_PASSAGE TO READ_

— BEGIN —

Week #41 — Sensible SIgns


Q. 92. What is a Sacrament?

A. A Sacrament is a holy ordinance instituted by Christ; wherein, by sensible signs, Christ and the benefits of the new covenant are represented, sealed, and applied to believers.

Gen. 17:7, 10; Ex. 12; 1 Cor. 11:23, 26.

“And I will establish my covenant between me and you and your offspring after you

throughout their generations for an everlasting covenant, to be God to you and to your offspring after you.. . . This is my covenant, which you shall keep, between me and you and your offspring after you: Every male among you shall be circumcised.”

“For I received from the Lord what I also delivered to you, that the Lord Jesus on the night when he was betrayed took bread,. . . For as often as you eat this bread and drink the cup, you proclaim the Lord’s death until he comes.”

— END —

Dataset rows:
— BEGIN —

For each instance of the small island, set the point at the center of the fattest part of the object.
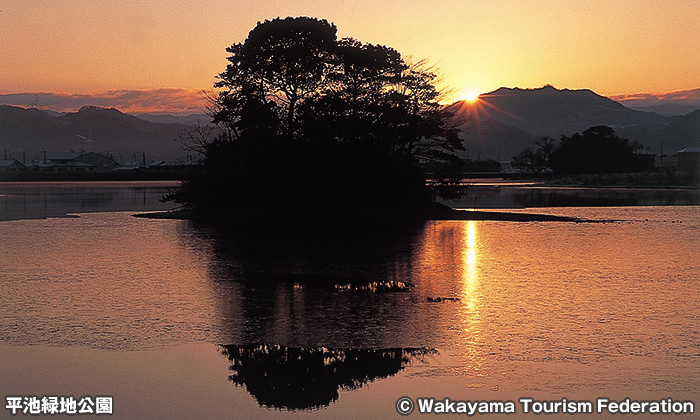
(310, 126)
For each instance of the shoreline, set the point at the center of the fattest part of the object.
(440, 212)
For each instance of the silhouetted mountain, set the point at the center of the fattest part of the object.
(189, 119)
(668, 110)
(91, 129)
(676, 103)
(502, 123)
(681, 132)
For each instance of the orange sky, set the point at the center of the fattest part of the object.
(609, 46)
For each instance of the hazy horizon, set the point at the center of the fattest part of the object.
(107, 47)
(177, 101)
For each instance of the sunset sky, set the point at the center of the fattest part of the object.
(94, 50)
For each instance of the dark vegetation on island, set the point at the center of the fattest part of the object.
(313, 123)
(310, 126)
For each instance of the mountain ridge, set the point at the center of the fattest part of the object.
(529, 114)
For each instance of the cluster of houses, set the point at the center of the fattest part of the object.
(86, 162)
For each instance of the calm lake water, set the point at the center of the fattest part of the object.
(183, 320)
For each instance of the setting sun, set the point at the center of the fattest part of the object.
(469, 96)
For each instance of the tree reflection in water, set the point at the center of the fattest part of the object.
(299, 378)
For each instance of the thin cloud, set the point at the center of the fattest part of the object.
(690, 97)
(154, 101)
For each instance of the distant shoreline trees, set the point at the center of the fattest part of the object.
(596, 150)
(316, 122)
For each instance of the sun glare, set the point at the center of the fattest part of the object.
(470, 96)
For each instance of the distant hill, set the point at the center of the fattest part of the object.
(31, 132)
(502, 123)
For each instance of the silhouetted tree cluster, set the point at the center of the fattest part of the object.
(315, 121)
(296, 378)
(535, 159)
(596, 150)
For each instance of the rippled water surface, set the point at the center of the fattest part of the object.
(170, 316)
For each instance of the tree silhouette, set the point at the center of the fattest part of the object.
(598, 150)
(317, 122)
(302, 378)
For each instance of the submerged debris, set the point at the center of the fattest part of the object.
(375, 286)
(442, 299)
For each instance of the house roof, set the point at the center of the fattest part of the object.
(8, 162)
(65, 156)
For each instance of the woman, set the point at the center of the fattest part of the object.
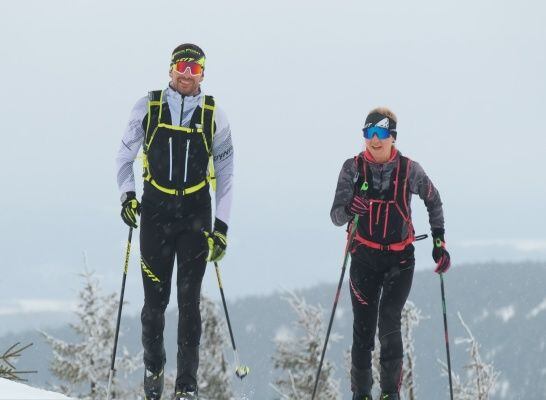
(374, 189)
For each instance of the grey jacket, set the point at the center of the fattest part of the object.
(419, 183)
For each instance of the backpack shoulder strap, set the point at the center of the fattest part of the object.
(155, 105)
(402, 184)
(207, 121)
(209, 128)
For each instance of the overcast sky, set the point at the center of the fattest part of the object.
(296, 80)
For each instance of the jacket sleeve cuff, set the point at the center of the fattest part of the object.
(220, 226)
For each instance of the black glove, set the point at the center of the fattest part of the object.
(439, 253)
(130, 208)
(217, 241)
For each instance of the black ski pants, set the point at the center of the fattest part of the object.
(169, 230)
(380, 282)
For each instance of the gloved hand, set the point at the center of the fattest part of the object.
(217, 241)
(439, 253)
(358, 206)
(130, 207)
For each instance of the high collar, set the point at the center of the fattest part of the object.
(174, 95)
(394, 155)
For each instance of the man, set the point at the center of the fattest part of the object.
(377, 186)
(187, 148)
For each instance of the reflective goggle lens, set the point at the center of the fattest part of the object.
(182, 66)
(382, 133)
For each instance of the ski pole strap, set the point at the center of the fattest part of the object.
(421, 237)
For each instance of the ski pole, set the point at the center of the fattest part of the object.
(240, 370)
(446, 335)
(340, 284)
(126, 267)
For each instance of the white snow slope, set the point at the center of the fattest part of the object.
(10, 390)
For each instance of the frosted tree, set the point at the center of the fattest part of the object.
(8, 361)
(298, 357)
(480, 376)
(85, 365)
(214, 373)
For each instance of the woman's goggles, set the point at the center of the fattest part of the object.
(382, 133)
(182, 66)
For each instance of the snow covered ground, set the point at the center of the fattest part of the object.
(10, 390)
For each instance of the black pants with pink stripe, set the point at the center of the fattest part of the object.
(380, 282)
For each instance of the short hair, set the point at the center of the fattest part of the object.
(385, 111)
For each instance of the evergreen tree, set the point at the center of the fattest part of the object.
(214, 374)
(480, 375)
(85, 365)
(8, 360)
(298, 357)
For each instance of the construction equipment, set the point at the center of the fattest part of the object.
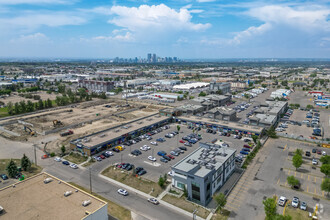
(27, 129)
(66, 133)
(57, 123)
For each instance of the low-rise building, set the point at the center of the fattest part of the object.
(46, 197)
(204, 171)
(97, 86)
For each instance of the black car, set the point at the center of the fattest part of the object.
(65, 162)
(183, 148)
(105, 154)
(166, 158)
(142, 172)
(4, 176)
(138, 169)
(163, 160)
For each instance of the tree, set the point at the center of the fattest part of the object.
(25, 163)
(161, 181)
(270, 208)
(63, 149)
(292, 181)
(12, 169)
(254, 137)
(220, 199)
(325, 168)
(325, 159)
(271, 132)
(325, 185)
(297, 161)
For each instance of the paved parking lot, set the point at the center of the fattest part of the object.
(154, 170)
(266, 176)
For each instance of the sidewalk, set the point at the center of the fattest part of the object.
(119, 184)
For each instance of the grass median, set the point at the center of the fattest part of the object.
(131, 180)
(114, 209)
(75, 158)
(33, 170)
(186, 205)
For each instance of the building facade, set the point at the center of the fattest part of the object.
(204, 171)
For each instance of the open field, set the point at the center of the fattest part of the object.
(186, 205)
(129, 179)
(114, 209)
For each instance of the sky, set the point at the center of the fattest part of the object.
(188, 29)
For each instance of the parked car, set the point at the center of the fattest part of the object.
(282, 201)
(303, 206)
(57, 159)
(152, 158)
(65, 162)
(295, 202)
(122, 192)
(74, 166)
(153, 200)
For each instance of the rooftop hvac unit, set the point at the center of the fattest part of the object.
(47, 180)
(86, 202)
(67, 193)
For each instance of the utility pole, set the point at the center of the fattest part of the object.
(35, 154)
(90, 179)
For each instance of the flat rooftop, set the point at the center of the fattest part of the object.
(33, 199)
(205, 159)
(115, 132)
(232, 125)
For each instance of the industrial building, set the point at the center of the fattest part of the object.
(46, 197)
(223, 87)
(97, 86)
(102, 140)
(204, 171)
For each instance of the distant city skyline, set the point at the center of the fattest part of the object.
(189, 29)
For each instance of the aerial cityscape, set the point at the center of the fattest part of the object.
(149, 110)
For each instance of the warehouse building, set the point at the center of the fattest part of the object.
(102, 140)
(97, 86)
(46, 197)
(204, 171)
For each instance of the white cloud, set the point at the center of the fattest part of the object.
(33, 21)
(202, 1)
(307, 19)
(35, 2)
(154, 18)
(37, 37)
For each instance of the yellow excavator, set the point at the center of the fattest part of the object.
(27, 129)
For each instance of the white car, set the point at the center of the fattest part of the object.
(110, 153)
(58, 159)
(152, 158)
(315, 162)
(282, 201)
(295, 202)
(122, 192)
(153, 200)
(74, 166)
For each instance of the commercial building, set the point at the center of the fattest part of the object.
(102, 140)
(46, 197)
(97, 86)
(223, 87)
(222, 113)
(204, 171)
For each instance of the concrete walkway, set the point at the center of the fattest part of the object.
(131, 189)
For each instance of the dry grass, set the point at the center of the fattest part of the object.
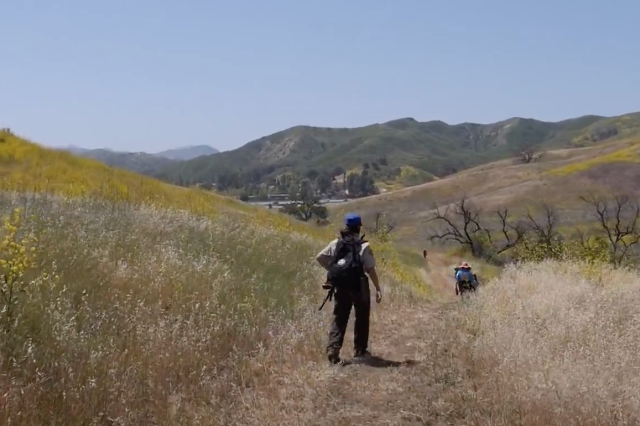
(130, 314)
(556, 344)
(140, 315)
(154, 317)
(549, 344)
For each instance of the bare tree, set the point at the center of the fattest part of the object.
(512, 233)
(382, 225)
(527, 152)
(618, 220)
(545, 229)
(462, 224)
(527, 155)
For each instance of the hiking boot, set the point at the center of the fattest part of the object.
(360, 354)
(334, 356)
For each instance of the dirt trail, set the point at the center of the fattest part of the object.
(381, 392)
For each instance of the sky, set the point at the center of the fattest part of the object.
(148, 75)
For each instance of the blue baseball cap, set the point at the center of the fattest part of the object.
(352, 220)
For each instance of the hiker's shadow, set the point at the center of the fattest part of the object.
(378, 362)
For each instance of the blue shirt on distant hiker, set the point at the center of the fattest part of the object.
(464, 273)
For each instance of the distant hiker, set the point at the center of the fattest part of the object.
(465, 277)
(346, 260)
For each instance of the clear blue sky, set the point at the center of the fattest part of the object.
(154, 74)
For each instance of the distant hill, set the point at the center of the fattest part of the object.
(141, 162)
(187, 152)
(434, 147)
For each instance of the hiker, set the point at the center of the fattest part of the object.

— END —

_WHAT TO DO_
[a] Please turn the paragraph in the catechism passage that begins "A. A Sacrament is a holy ordinance" into a brief bulleted list that keeps its main facts.
[b] Collect every line of the rows that contains the string "shoreline".
The catechism passage and the rows come from separate sources.

_SOLUTIONS TO THE EXERCISE_
[a]
- A Sacrament is a holy ordinance instituted by Christ.
- It works by sensible signs.
- Through these signs, Christ and the benefits of the new covenant are represented, sealed, and applied to believers.

[b]
For each instance of the shoreline, set the point at the center of the fattest part of the object.
For each instance of the distant shoreline trees, set the point at the center of the fattest part of the object.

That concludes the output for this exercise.